_Tarefas_.
a. No trecho sobre os bastidores do Jornal Nacional, quem sugeriu o painel de fotos ao fundo do noticiário sobre a pandemia?
b. Dê continuidade ao trecho sobre os bastidores do Jornal Nacional a partir da última frase apresentada.

_Trecho_.
* * *

Nos bastidores do Jornal Nacional, vemos como nasceu, por sugestão de Rosangela Del Gesse, coordenadora de produção do JN, o painel de fotos ao fundo do noticiário sobre a pandemia, a fim de evitar que tantos números provocassem a banalização das estatísticas de mortes que foram se acumulando, dia após dia, aos milhares, dezenas de milhares, e depois, centenas de milhares..
O espectador testemunha ainda como Bonner se policia para não emprestar uma entonação duvidosa a determinada notícia e como o estresse vai consumindo a equipe, inclusive os apresentadores, Bonner e Renata Vasconcellos.
Vale recordar como o JN fez questão de abrir um plantão no meio da novela das nove para anunciar o número de mortos daquele 5 de junho, quando o governo retardou a divulgação dos índices de óbitos e contaminados pelo terceiro dia consecutivo. “Acabou matéria no Jornal Nacional”, debochara o presidente poucas horas antes.
Logo em seguida, o governo decide que não mais irá divulgar dados diários, e a Folha lançou então a iniciativa de um consórcio de veículos de imprensa, a fim de somar os índices de cada 24 horas, sem mais ficar refém do Ministério da Saúde. O grupo foi então formado pelo jornal, ao lado do UOL, do Globo, Estadão, G1 e Extra.

* * *

_Trechos dos registros_.

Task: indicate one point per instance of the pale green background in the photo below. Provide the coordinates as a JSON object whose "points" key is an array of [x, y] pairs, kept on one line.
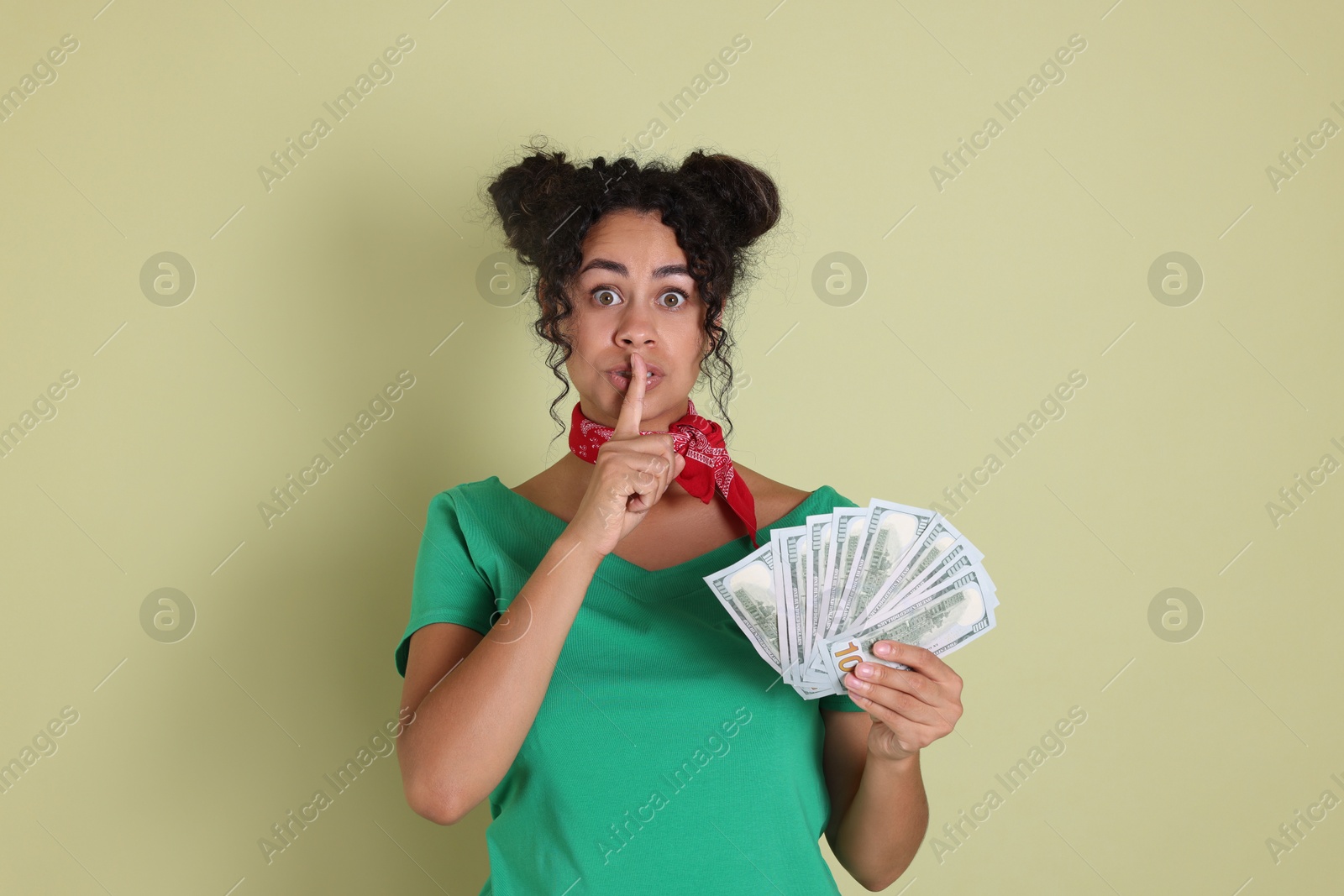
{"points": [[311, 297]]}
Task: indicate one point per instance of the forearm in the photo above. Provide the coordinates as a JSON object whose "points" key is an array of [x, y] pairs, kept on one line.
{"points": [[885, 824], [470, 726]]}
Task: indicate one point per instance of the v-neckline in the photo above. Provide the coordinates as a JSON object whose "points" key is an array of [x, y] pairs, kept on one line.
{"points": [[629, 577]]}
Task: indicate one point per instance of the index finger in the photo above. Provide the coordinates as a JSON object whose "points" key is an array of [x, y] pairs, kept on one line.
{"points": [[632, 407], [916, 658]]}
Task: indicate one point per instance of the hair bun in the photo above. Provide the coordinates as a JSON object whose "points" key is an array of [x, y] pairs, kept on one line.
{"points": [[526, 196], [746, 194]]}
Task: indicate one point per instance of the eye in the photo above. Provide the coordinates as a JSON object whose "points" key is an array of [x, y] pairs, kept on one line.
{"points": [[604, 289]]}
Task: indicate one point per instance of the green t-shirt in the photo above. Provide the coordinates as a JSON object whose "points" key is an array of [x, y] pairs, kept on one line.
{"points": [[667, 757]]}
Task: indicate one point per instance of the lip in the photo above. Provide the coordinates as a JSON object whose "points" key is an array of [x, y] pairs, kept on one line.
{"points": [[624, 382]]}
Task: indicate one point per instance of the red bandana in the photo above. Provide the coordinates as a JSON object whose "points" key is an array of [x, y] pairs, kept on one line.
{"points": [[699, 441]]}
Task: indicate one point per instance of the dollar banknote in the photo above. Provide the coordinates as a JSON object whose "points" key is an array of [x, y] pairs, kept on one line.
{"points": [[815, 598]]}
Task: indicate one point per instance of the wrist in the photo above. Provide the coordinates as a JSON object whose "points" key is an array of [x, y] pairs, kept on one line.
{"points": [[573, 547]]}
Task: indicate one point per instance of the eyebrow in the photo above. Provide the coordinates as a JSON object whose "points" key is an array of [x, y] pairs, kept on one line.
{"points": [[605, 264]]}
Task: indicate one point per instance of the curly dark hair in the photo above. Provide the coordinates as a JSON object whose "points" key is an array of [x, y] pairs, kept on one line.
{"points": [[718, 206]]}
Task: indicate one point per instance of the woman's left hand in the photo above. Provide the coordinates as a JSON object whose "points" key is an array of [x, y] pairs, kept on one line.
{"points": [[911, 708]]}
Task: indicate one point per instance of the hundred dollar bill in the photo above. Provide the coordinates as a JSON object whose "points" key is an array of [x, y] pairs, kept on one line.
{"points": [[927, 569], [819, 546], [890, 531], [790, 546], [847, 530], [746, 591], [934, 542], [941, 621]]}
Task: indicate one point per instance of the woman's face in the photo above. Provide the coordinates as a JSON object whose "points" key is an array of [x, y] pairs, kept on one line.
{"points": [[633, 293]]}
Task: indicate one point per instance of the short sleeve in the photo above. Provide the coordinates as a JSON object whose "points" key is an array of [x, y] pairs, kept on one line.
{"points": [[448, 586], [840, 701]]}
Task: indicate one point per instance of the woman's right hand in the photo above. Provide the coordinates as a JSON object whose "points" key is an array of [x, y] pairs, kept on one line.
{"points": [[631, 474]]}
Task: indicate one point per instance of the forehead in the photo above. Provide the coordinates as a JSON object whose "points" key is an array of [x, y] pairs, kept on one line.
{"points": [[638, 241]]}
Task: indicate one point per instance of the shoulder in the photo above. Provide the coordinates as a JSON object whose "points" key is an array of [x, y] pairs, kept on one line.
{"points": [[772, 499]]}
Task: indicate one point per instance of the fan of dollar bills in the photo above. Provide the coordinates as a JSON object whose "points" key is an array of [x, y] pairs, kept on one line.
{"points": [[819, 595]]}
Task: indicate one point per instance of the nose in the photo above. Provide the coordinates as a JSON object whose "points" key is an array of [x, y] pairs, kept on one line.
{"points": [[636, 325]]}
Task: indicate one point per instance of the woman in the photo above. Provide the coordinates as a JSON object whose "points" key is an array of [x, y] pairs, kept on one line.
{"points": [[564, 656]]}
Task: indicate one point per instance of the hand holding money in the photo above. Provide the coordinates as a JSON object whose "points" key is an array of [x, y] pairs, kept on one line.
{"points": [[911, 707], [819, 597]]}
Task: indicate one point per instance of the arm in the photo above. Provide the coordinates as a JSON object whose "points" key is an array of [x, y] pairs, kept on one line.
{"points": [[475, 698], [879, 810]]}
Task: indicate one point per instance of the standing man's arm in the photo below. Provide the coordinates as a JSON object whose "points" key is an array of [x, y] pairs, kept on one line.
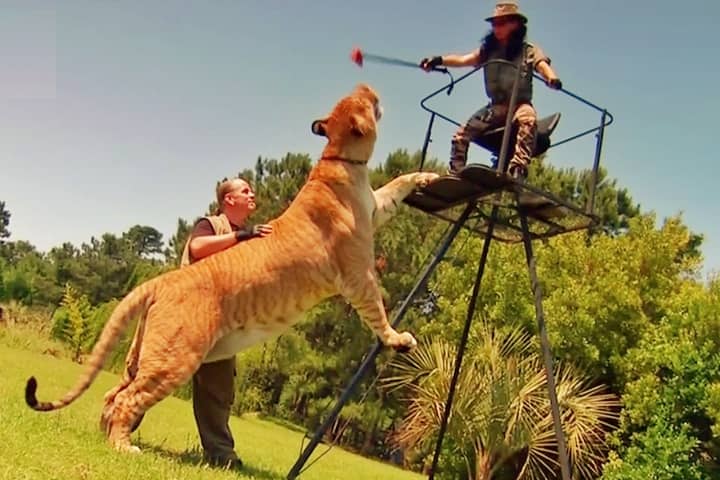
{"points": [[204, 242]]}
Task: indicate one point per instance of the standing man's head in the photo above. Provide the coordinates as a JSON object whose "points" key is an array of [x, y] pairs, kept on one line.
{"points": [[236, 199]]}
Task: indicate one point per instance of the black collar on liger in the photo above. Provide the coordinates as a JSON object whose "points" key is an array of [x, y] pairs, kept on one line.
{"points": [[343, 159]]}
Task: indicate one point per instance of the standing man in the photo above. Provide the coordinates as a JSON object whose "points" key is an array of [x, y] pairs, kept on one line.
{"points": [[506, 41], [213, 387]]}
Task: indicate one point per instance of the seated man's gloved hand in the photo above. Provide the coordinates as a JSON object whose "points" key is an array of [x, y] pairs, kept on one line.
{"points": [[428, 64], [555, 83]]}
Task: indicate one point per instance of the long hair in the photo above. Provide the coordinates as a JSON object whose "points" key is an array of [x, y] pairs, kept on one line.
{"points": [[515, 44]]}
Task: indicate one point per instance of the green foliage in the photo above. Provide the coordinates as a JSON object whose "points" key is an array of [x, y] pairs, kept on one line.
{"points": [[671, 383], [144, 241], [501, 415], [173, 254], [4, 221], [72, 322], [662, 452]]}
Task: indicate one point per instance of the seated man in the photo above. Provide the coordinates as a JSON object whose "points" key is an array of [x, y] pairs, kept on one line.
{"points": [[506, 41]]}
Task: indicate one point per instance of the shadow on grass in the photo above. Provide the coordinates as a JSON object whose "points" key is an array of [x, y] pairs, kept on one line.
{"points": [[194, 457]]}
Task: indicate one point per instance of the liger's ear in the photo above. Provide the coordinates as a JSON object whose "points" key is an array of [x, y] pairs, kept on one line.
{"points": [[319, 127], [359, 125]]}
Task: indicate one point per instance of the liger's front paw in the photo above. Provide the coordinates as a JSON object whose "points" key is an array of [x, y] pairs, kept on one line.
{"points": [[423, 179], [404, 342]]}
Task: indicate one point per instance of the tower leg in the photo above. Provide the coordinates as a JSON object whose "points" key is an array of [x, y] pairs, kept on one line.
{"points": [[463, 341], [375, 350], [545, 346]]}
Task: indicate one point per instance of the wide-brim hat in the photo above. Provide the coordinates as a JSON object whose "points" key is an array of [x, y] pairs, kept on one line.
{"points": [[507, 9]]}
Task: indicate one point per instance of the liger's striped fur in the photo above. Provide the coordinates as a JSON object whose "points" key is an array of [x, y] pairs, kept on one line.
{"points": [[321, 246]]}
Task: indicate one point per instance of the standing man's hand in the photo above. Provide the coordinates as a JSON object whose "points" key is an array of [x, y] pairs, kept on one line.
{"points": [[262, 230]]}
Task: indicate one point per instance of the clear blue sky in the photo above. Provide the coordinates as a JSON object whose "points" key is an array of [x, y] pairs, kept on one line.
{"points": [[121, 113]]}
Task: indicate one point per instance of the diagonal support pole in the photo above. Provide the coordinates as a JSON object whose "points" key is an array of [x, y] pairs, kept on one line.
{"points": [[544, 344], [463, 341], [377, 348]]}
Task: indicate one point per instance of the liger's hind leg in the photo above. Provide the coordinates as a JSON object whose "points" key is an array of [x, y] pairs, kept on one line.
{"points": [[147, 389]]}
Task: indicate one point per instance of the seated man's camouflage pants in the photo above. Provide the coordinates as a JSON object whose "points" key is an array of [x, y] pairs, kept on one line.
{"points": [[490, 117]]}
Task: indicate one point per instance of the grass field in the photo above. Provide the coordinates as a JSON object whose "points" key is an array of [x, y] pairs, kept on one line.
{"points": [[68, 444]]}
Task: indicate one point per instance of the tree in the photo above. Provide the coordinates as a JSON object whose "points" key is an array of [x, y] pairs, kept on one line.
{"points": [[4, 221], [501, 419], [671, 393], [176, 245], [145, 241]]}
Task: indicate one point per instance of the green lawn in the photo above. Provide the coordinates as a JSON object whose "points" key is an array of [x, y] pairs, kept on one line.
{"points": [[67, 444]]}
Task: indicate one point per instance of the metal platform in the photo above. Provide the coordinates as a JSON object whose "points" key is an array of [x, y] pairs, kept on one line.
{"points": [[547, 214]]}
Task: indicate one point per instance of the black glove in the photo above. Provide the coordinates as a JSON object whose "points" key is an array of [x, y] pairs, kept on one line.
{"points": [[430, 63], [247, 233], [555, 84]]}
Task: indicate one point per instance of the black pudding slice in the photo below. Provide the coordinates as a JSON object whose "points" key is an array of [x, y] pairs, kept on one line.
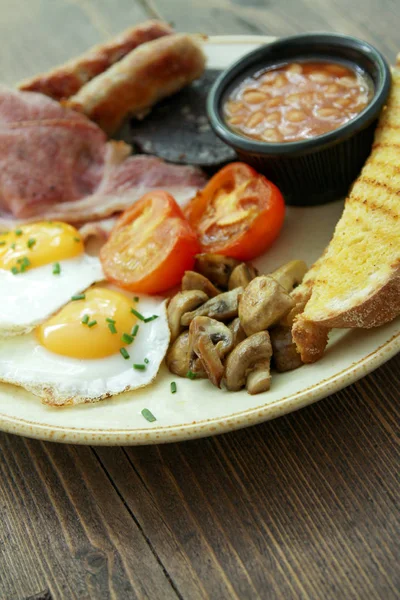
{"points": [[178, 131]]}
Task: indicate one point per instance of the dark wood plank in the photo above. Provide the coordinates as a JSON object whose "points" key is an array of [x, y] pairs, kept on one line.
{"points": [[65, 528], [304, 506]]}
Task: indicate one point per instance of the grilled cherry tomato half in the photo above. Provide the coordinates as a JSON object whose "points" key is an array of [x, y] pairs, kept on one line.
{"points": [[239, 213], [151, 246]]}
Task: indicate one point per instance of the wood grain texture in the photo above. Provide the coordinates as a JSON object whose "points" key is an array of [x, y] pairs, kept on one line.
{"points": [[302, 507], [372, 21]]}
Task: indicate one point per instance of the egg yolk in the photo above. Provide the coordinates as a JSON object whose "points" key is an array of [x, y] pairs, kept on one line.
{"points": [[95, 326], [38, 244]]}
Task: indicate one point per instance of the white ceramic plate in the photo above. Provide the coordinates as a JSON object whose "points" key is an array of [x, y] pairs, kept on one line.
{"points": [[198, 409]]}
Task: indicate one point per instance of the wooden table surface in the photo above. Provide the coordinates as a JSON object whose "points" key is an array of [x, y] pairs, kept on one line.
{"points": [[306, 506]]}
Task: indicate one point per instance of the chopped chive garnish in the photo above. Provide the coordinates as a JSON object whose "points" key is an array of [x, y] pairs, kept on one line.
{"points": [[124, 353], [137, 314], [128, 339], [139, 367], [148, 319], [56, 269], [148, 415]]}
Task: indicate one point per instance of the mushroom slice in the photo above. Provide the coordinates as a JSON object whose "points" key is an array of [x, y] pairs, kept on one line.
{"points": [[181, 303], [210, 340], [238, 332], [216, 268], [259, 379], [291, 274], [223, 307], [249, 364], [180, 360], [196, 281], [285, 355], [263, 303], [242, 275]]}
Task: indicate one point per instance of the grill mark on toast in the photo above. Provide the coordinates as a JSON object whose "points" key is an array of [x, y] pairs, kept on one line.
{"points": [[384, 165], [372, 205], [385, 145]]}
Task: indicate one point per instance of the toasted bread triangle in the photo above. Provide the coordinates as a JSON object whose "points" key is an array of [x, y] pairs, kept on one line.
{"points": [[356, 283]]}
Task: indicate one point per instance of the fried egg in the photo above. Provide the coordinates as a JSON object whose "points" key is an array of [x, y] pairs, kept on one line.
{"points": [[102, 343], [42, 265]]}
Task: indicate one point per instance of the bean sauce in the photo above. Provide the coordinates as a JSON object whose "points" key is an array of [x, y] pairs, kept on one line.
{"points": [[297, 101]]}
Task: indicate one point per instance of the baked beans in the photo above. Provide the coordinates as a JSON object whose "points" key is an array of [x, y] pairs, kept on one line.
{"points": [[297, 101]]}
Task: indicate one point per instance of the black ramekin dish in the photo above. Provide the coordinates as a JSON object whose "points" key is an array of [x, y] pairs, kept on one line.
{"points": [[319, 169]]}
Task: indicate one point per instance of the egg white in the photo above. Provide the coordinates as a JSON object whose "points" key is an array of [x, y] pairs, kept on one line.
{"points": [[60, 380], [28, 299]]}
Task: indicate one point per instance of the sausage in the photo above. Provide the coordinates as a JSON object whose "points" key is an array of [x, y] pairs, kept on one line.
{"points": [[67, 79], [145, 76]]}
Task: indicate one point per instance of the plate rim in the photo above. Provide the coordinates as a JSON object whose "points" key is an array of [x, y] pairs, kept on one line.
{"points": [[215, 425]]}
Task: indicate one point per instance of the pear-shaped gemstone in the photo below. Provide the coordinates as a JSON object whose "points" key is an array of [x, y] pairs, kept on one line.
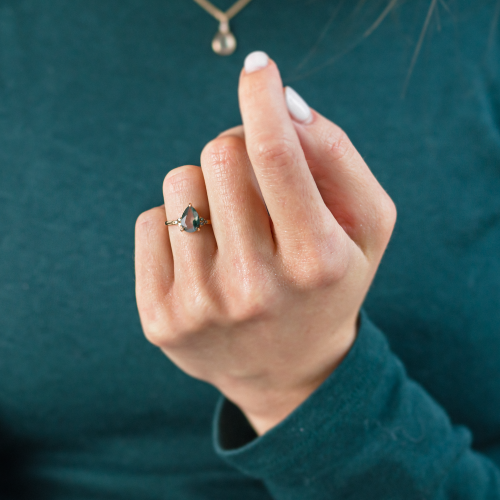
{"points": [[190, 220]]}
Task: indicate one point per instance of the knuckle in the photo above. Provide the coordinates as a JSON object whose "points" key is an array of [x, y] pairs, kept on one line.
{"points": [[179, 179], [273, 152], [338, 144], [221, 146], [155, 330], [320, 266], [220, 154]]}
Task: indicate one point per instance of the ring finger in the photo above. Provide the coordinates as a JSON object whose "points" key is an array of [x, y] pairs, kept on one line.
{"points": [[192, 252]]}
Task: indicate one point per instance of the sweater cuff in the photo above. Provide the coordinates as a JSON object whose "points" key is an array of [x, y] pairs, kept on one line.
{"points": [[295, 442]]}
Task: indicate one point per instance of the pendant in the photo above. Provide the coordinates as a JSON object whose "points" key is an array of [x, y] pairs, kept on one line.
{"points": [[224, 42]]}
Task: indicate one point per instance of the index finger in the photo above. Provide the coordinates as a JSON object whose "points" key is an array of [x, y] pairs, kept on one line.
{"points": [[289, 190]]}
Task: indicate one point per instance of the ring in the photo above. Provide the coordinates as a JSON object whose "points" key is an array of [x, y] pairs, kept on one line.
{"points": [[190, 221]]}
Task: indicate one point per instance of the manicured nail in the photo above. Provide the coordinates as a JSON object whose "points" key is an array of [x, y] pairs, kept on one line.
{"points": [[256, 60], [297, 107]]}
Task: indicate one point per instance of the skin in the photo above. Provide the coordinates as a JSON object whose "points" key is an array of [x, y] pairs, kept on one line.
{"points": [[263, 307]]}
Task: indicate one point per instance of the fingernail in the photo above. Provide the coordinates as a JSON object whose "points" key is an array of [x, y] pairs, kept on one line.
{"points": [[297, 107], [256, 60]]}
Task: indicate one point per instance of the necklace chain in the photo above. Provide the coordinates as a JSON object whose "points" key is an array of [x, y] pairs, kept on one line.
{"points": [[218, 14]]}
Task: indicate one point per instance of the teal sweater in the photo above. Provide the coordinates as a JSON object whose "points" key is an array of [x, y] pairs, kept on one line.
{"points": [[99, 99]]}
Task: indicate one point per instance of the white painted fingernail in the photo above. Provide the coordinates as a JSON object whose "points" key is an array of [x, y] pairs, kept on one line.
{"points": [[297, 107], [256, 60]]}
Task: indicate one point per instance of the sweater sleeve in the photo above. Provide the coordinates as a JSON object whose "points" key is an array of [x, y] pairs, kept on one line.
{"points": [[368, 432]]}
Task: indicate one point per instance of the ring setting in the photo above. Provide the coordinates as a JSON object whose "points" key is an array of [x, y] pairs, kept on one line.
{"points": [[190, 221]]}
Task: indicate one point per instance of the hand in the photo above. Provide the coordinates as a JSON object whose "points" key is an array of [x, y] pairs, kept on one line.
{"points": [[264, 307]]}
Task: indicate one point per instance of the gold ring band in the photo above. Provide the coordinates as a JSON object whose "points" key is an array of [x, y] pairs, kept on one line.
{"points": [[189, 221]]}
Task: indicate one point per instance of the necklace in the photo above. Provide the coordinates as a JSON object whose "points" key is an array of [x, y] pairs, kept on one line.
{"points": [[224, 42]]}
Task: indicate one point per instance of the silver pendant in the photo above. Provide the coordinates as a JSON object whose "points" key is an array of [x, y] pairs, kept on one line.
{"points": [[224, 42]]}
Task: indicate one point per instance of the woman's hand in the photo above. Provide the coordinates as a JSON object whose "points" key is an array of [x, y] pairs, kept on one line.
{"points": [[264, 307]]}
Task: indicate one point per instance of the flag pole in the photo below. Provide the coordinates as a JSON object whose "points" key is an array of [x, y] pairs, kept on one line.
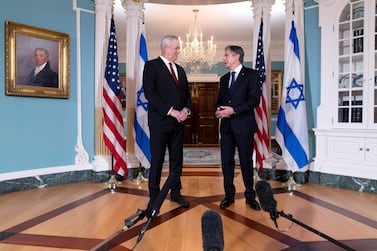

* * *

_Respostas do exercício_.
a. Rosangela Del Gesse, coordenadora de produção do JN.

b.
O filme visita Estadão e Folha em suas redações vazias, mostrando como se fez valer o home-office, e também nas capas e decisões mais emblemáticas, incluindo O Globo, com imagens clássicas das rotativas de cada um. O filme também captura o trabalho de profissionais das afiliadas da Globo em outras capitais para além de Rio, São Paulo e Brasília.
Há cenas de histeria de apoiadores do presidente, gente que se ocupa de invadir coberturas ao vivo da Globo para gritar “Globo Lixo” na tela da emissora, ao vivo. O contexto do filme ridiculariza ações do gênero sem nada acrescentar às imagens, patéticas. E resgata marchas com rituais neonazistas que pediam o fechamento do STF e do Congresso, relatando as ações do Supremo contra empresários e sites apoiadores de núcleos como o autointitulado Grupo dos 300.
Mesmo não estando diretamente escalada para a cobertura da pandemia, faço parte desses bastidores como membro de uma redação (Agora São Paulo/Folha de S.Paulo), colunista de TV atenta à feitura e repercussão de seus noticiários, e como vizinha da redação concorrente à minha (Estadão), onde trabalha meu companheiro, abrigado portanto sob o mesmo home-office que o meu.
Daí que “Cercados” não deveria me causar perplexidade. Sentar na plateia e ver o conjunto dessa obra, no entanto, é surpreendente até para os personagens que dela participam.
Recomendo muito especialmente a estudantes de jornalismo, a quem tem paixão pelo ofício, mas também a quem equipara o jornalismo profissional aos corneteiros de redes sociais, sem noção alguma dos valores e procedimentos de uma apuração e de uma edição. Recomendo a quem tampouco compreende a distância entre jornalismo e publicidade, principalmente na esfera do poder público.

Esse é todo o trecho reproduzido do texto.